As I’m fond of saying “anything worth doing is worth overdoing” and here we are today. Off and running. Or not.
About a year ago, I decided to kick the xanax. I was on a very short leash with my prescribing physician, who kept lowering my dose while my Jones was raging and kicking in the stall. At this point, I’m not getting any buzz or any pleasantness from this shit. But God help you if you miss a dose. It’s what I call diminishing returns. Pure misery.
I jumped off without her involvement because she hasn’t a fucking clue. Period. I felt like she had me where she wanted me and there I would stay. I’ve called on docs for thirty years and I know dead bang sure a lot of them only know as much about the side effects or efficacy of a drug as their rep tells them. This I know.
So, after twelve very uncomfortable days and nights, I start to feel a ray of hope. I’m still jiggy but I can see some daylight. But let me tell you, some of those days were hell. It feels like a cold wind blowing through your innards and hopelessness is your only friend.
One day, CVS texts me and tells me my next scrip is ready. Knowing that I’m a dyed in the wool junkie, I call and tell them I’ve discontinued the medication and cancel the dose. Finito.
I don’t know how this works but somehow my doc gets word that I’ve jumped and hits the panic button. I’m in my mid-sixties and they get concerned (all of a sudden) with my mortality. The nurse calls my house and says my doc wants to see me immediately. I get over there in an hour and she wants me in one of the exam rooms pronto.
I’m feeling pretty cocky at this point. I’m like “hey doc, you know that little game we’ve been playing for the last six years? It’s over! It felt like dumping a cheating girlfriend. But this girlfriend doesn’t care to be jilted.
I’m sitting in the exam room looking at all the charts of diseases I’m pretty sure I don’t have, when the three of them burst in. Two docs and a physician’s assistant. They pull up stools with wheels and move in.
One starts getting my vitals while another is holding my hand. My blood pressure’s up to like 145 over 80. I’ve been there before and lots higher due to that practice’s ineptitude, so I’m not sweating it.

Task directions
Carry on the account of quitting Xanax, starting right after its final sentence.

Data for review
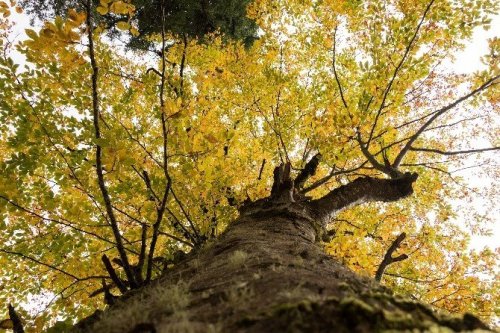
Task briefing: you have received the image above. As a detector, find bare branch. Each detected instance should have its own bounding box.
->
[409,147,500,155]
[332,27,349,110]
[375,232,408,282]
[367,0,435,145]
[295,153,321,189]
[101,254,127,294]
[310,172,418,224]
[9,304,24,333]
[0,248,107,281]
[392,75,500,169]
[85,0,138,288]
[257,158,266,180]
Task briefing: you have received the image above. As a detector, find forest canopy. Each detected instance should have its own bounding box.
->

Result
So my doc exhales deeply and says, “what do you think you’re doing?” I says, “I’m sick of this shit and I’m not gonna play any more.” I tell her I have 12 days and counting. She says, “you were on a pretty high dose and you aren’t out of the woods yet.”
“Anything can still happen. This drug is very uncontrollable and unpredictable and I’m worried something will happen to you.” I can’t believe this happy horse shit. ” I want you back on immediately and we’ll do a step-down over a longer period.”
I am very disappointed, but that little monkey inside me wants to play. It’s like your aunt wants to buy you an ice cream and your parents don’t want you to spoil your dinner.
So the monkey starts rattling the cage and I admit I have still been feeling shaky and I say, well, OK, if we can do a supervised step down, maybe I can go back and kick without all the suffering I’ve endured. She calls CVS and tells them I’ll be right over.
I am a very foolish man.
And here we are today, a year later and deeper in the grip of my monkey boy. A month ago, I ended up in the emergency room with a skyrocketing blood pressure and shaking like a go-go girl, all due to a miscommunication with my prescription.
I’m building an ass kicking machine in my garage to remind myself what a moron I am. This time though, I’m sick and tired of being sick and tired. I’m suffering through another miscommunication and paying the cost, but I will prevail this time.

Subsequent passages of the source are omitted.